-- START OF Excerpted text --
Golden visa scheme

How to get residency in Portugal via real estate

The best thing about being a foreigner buying in Portugal is that you can take advantage of of two separate schemes set up to attract foreign investment, the 'golden visa' scheme and the Non-Habitual Resident (NHR) tax programme. It gives you higher chances to get residency in Portugal, that is quite faster than in other European countries. Unlike France for example, where you need to live for at least 5 years before you can apply for residency.

When you think about investment in overseas real estate it's worth while analysing all risks you will bear: yearly property taxes, house management costs, opportunities this property can provide you with and options to stay in country in accordance with law. Portugal is fairly one of the best options at the moment. Let's explain why.

  1. Property prices are reasonable and you can buy an appartment at EUR 120 000 in Lisbon. (Editor's note: price per square meter is EUR ~2 222, unlike Germany where it's almost EUR ~5 000 in big cities).
-- END OF Excerpted text --
=== What to do ===
(1) Reproduce the golden visa text, beginning at the words "How to get residency" and stopping after "apply for residency.", and substitute "residence" for "residency" throughout.
(2) Carry the golden visa text forward from the point at which it ends.
The entries that come next bear no relation to the golden visa text.
-- START OF Entries provided --
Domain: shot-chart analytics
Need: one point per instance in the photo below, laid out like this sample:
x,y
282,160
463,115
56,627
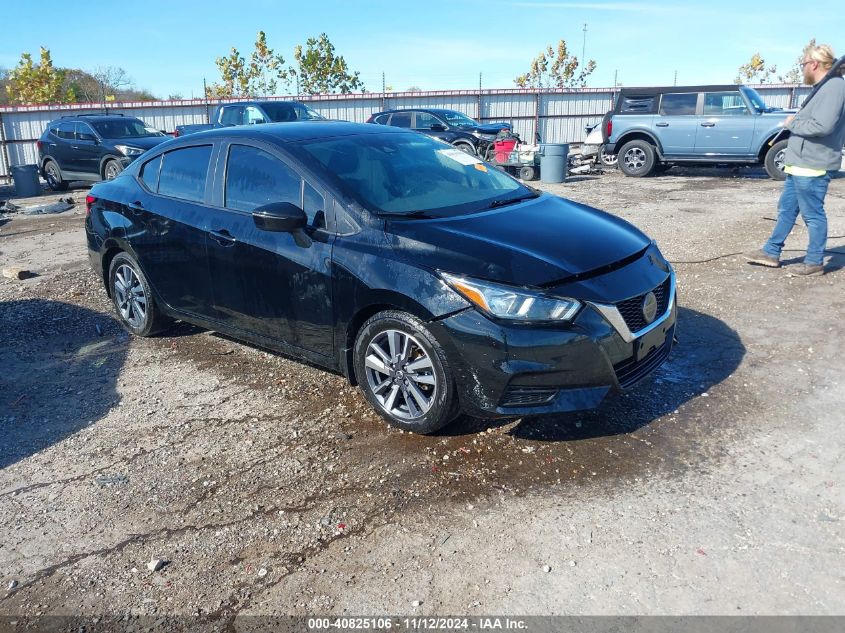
-- END OF Entries provided --
=== Responses ===
(1)
How to get residence in Portugal via real estate

The best thing about being a foreigner buying in Portugal is that you can take advantage of of two separate schemes set up to attract foreign investment, the 'golden visa' scheme and the Non-Habitual Resident (NHR) tax programme. It gives you higher chances to get residence in Portugal, that is quite faster than in other European countries. Unlike France for example, where you need to live for at least 5 years before you can apply for residence.

(2)
  2. Property taxes (when you buy a property) are EUR ~2 500 if the property price is EUR 120 000 (IMT as property tax transfer - EUR 1 445 94, Stamp duty tax - EUR 948, IMI - EUR 50 94). Editor's note: when you buy a primary residence, you will be exempt from the IMI for the first 3 years, and in case you property price is less than EUR 92 407 you won't pay IMT. Read more details about property taxes.
  3. Capital gain tax is only 28% for non-residents when you sell your property, while in France it's 40,5%. Editor's note: for both cases there are exclusions, but still.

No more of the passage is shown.